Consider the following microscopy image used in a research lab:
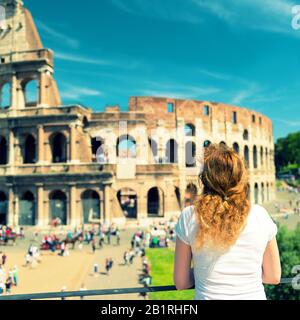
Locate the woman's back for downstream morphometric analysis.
[175,205,277,300]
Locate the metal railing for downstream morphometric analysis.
[0,278,293,301]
******
**What this task involves**
Copy out word for word the stretch from the line containing "Locate the metal" through the end of the records.

**Output for this exercise**
Locate the metal railing for downstream morphometric analysis.
[0,278,293,301]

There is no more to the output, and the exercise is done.